SOURCE EXCERPT
----

Bush failed in his most ambitious social reform of immigration law, but he was defeated primarily by the Right of his party, not the Democrats.
(Excerpt) Read more at telegraph.co.uk ...
GWB will be considered the greatest president in my life time... including reagan. GWB dealt with much greater threats, islamifascists and insane muzzies. the wars were necessary and costly due to concerns over political correctness.
i believe he was hoodwinked by the candidates to take the fall for the bailout so the new administration would not be burdened by it...at both parties incistance, he did what he thought best for his country.
i miss him.
t
True, but the subject at hand is Bush, not the current President.
Compared to Obama he was a choir boy.
Agreed. But there were so many failures without a conservative defense, that the only option for the GOP was to try to pass off McCain as something new. They couldn’t and didn’t run on ‘lets keep this great conservative estabishment going’ . Even if a conservative started using ‘the failed obama administration’ he would have people on the other side falling all over themselves to point to ‘successes’. As a president you can either succeed or stick to party principals. (The great ones do both). If you fail your party, and fail the country you have no where else to go. Id take Sr. and Bill over another bout of W. Maybe I’m still angry and the wound is still too fresh to see this clearly, and I can believe that with time my prospective may change.
My reason:
“his record is being reassessed and throws up similarities with Barack Obama”
Bush had enough sense to reject the war party’s craving for a war with Iran.
Bush I begat Clinton.
Bush II begat Obama.
Enough said.
If you want to give Bush credit for loving the country, go ahead - I think he does - but I think that’s more of a minimalist verification and not something that is credit worthy.
I think Bush gets a bum rap on a lot of things but with perspective that comes from the passage of time, I more and more see the damage he caused. At the end of the Clinton presidency, the deficit was going down and the population was committed to deficit reduction by cutting spending. Bush completely undermined fiscal Conservatism. Quite frankly, he didn’t believe in it. On economic issues, he wasn’t a conservative or even a moderate — he was a liberal Republican in the mold of his father and Rockefeller. We are now living with that result. The country has made a giant leap toward Socialism. Bush laid the groundwork for it.
He is a good man, he loves his country. Yes, when he crossed to work with the left on the education bill, I was so crushed as well. He is not as unpatriotic as Obama though like all presidents they will do as the shadower of that side tells to do to move us all in a direction of a global community.
I didn't like when he implemented a directive that our military could not use military force on the mosques that were hiding terrorists. I didn't like that our military was using political correctness to prosecute troops who were involved in incidents of war.
Reagan didn't allow the media to make his legacy, GW did so explains why there's this today. Getting in office while allowing your convictions to be guided by a media that hates you anyway is the aftermath legacy. I am thankful he and our troops got Saddam Hussein by doing so, we saved many people's lives and the solders were very brave. Laura Bush seems to love her country.
Laura Bush actually took up women's causes vs. running behind the scene with a radical type agenda.

----

EXTRACTED MATERIAL
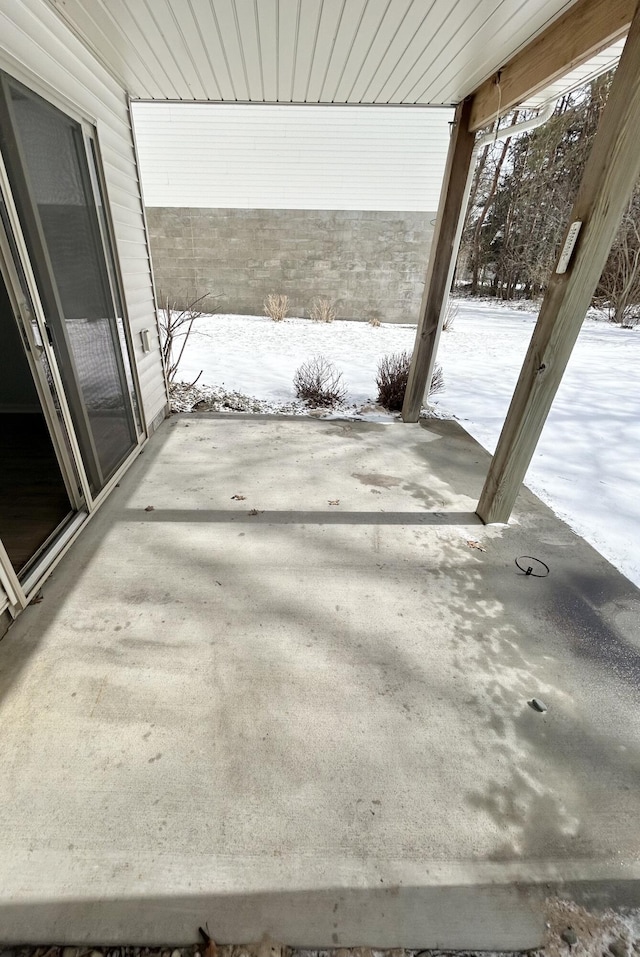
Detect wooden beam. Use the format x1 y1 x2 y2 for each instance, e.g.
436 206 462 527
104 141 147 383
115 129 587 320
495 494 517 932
402 100 475 422
477 0 640 522
469 0 636 130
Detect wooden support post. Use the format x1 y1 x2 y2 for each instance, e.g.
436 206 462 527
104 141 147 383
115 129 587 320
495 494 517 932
477 0 640 522
402 100 475 422
469 0 636 130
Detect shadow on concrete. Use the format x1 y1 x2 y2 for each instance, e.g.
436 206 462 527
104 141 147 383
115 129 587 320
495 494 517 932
126 508 482 525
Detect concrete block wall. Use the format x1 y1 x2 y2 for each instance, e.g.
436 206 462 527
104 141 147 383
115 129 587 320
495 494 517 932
147 206 436 323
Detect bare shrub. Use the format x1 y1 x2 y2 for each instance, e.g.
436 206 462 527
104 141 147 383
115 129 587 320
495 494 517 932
376 352 444 412
264 292 289 322
293 356 347 409
309 297 336 322
442 299 460 332
158 292 216 382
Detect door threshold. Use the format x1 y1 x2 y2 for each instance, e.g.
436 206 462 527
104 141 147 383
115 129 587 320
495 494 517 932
20 511 89 603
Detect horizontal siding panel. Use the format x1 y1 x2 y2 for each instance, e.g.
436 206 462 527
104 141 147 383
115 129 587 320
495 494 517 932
0 0 164 428
132 103 453 211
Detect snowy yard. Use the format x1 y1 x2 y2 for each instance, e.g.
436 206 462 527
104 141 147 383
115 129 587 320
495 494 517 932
178 301 640 585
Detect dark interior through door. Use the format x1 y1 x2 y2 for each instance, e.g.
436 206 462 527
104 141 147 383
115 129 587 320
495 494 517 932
0 275 72 573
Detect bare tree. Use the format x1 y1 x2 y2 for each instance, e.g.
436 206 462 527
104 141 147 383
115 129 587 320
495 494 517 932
596 187 640 328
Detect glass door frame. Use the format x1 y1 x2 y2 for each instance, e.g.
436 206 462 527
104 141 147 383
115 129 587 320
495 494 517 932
0 70 143 498
0 76 148 617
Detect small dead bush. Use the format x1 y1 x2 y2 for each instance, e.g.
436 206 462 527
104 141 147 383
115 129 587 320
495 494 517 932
442 299 460 332
158 292 218 382
309 298 336 322
293 356 347 409
264 292 289 322
376 352 444 412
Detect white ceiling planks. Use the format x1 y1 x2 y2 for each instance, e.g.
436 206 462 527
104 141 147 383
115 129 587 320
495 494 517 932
48 0 620 106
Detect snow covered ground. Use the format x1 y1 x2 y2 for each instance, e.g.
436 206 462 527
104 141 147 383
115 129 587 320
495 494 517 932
179 300 640 586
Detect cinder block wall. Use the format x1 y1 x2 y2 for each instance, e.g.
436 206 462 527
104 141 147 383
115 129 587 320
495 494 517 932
147 206 436 322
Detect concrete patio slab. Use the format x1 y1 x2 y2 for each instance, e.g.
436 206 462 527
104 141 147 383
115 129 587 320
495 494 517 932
0 416 640 949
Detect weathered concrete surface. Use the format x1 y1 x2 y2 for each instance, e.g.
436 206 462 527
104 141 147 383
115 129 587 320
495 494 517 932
147 206 436 322
0 417 640 948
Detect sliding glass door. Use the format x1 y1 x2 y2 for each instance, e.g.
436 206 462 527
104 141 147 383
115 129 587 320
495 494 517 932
0 74 139 496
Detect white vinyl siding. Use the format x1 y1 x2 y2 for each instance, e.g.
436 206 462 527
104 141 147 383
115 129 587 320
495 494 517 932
132 103 453 212
0 0 167 423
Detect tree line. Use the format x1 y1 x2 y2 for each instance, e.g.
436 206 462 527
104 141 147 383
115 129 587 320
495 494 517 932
456 71 640 325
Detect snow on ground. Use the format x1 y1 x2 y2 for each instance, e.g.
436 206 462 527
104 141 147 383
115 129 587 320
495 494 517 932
180 300 640 586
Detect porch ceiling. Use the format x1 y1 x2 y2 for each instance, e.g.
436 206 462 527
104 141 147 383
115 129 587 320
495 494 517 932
47 0 624 106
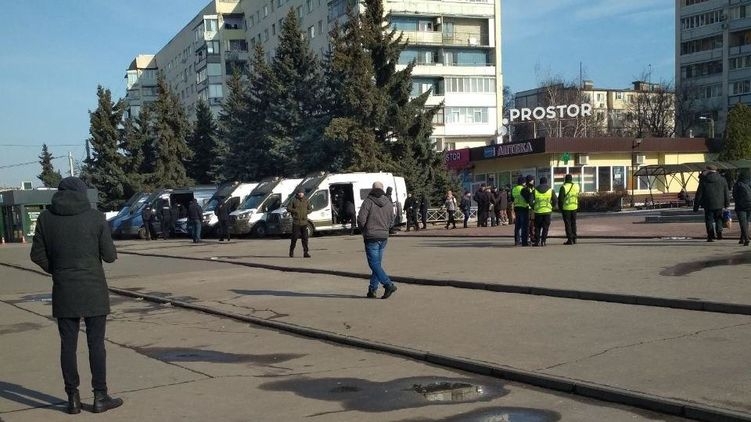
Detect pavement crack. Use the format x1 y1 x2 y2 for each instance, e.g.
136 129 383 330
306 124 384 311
535 322 751 371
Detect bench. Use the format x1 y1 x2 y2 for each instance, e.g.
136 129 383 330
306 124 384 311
634 192 694 210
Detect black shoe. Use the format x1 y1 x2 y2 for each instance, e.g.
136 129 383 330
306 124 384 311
66 390 81 415
91 391 123 413
381 283 396 299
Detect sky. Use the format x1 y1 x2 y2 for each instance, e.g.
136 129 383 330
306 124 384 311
0 0 675 187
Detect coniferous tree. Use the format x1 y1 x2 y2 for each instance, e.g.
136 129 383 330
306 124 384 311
37 144 63 188
185 100 217 184
718 103 751 161
152 74 193 187
265 8 323 176
84 85 126 209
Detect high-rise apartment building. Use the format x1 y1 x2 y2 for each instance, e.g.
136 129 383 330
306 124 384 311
126 0 503 150
675 0 751 137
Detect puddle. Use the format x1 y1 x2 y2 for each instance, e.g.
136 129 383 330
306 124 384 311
660 253 751 276
399 407 561 422
0 322 44 335
134 347 306 365
260 377 512 412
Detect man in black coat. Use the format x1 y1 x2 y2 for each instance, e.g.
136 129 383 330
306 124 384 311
31 177 123 414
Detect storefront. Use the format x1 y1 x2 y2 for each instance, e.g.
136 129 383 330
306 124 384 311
0 189 98 242
444 138 710 194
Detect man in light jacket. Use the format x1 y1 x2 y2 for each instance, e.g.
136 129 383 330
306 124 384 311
357 182 396 299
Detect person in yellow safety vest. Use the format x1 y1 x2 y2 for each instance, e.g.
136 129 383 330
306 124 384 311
511 176 531 246
558 174 579 245
532 176 556 246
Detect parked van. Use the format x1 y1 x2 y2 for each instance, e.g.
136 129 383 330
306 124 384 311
268 173 407 235
112 186 216 239
230 177 303 237
203 182 258 234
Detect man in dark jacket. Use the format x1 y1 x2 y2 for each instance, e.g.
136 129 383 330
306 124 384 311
404 193 420 231
188 198 203 243
214 198 232 242
287 189 313 258
157 199 175 240
694 165 730 242
31 177 123 414
733 169 751 246
357 182 396 299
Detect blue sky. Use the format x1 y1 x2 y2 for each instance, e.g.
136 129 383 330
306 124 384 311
0 0 675 186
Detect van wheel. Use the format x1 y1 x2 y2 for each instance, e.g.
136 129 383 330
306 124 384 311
250 223 268 238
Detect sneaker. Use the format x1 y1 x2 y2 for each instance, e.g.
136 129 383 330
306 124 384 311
381 283 396 299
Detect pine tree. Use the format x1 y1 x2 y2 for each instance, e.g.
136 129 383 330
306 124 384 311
84 85 127 209
718 103 751 161
37 144 63 188
260 8 323 176
153 74 193 187
185 100 217 185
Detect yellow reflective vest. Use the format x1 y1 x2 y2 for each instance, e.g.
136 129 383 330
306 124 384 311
561 183 579 211
535 189 553 214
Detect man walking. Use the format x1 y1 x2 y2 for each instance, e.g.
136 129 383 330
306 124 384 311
694 165 730 242
558 174 579 245
287 189 312 258
188 198 203 243
31 177 123 414
357 182 396 299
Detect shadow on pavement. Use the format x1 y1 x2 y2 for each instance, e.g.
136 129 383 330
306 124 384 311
230 289 365 299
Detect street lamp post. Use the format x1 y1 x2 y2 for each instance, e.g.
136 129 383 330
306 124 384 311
631 138 642 208
699 116 714 139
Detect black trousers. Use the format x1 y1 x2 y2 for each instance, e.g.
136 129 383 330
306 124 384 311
219 220 229 240
57 315 107 393
535 213 551 244
561 210 576 243
289 224 308 253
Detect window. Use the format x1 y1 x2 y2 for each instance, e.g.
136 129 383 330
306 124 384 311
206 63 222 76
209 84 223 98
308 190 329 211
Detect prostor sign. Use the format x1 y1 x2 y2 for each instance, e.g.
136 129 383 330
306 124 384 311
509 103 592 122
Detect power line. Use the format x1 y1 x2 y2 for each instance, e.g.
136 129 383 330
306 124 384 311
0 155 68 169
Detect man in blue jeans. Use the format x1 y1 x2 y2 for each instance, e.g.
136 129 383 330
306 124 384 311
357 182 396 299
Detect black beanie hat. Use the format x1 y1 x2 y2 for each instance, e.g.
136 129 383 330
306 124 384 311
57 176 89 193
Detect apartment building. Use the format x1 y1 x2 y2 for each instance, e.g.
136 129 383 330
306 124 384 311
126 0 503 150
675 0 751 137
510 81 675 140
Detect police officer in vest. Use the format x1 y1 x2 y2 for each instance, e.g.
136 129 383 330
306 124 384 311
511 176 530 246
532 176 556 246
558 174 579 245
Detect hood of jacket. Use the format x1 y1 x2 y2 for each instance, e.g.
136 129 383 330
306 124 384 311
368 188 391 207
50 190 91 215
535 183 550 193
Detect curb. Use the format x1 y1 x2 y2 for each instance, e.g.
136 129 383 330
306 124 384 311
109 288 751 422
119 251 751 315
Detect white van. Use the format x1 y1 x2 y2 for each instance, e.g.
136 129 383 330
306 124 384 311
230 177 303 237
202 182 258 233
267 173 407 235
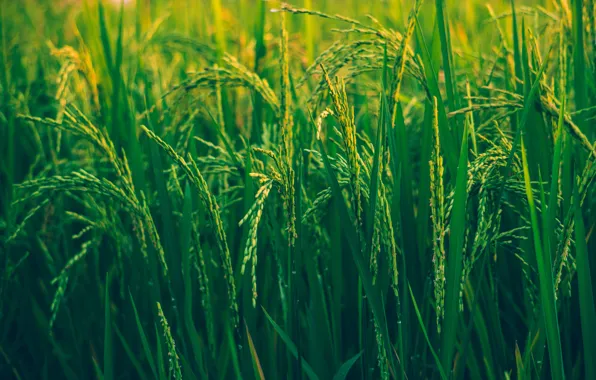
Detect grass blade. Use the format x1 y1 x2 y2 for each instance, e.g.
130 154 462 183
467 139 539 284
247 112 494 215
103 272 114 380
573 181 596 379
408 284 448 380
521 137 565 379
128 292 159 379
333 351 362 380
441 120 468 372
262 308 319 380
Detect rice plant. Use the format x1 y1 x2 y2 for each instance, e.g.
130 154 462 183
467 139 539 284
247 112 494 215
0 0 596 380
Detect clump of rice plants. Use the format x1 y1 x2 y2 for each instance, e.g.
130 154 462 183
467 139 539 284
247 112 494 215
0 0 596 380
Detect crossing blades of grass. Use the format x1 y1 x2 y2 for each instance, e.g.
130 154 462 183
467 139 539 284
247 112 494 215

----

EXERCISES
1. From the Bush comments above, set down word for word the part that opens with the words containing "(Excerpt) Read more" and closes with "for his country.".
2. Answer these from the Bush comments above:
(a) According to the opening line, who primarily defeated Bush on his immigration reform?
(b) Per the "Bush I begat" comment, whom did Bush I beget?
(c) What does one comment say the deficit was doing at the end of the Clinton presidency?

EXPECTED RESPONSES
1.
(Excerpt) Read more at telegraph.co.uk ...
GWB will be considered the greatest president in my life time... including reagan. GWB dealt with much greater threats, islamifascists and insane muzzies. the wars were necessary and costly due to concerns over political correctness.
i believe he was hoodwinked by the candidates to take the fall for the bailout so the new administration would not be burdened by it...at both parties incistance, he did what he thought best for his country.

2.
(a) The Right of his party
(b) Clinton
(c) Going down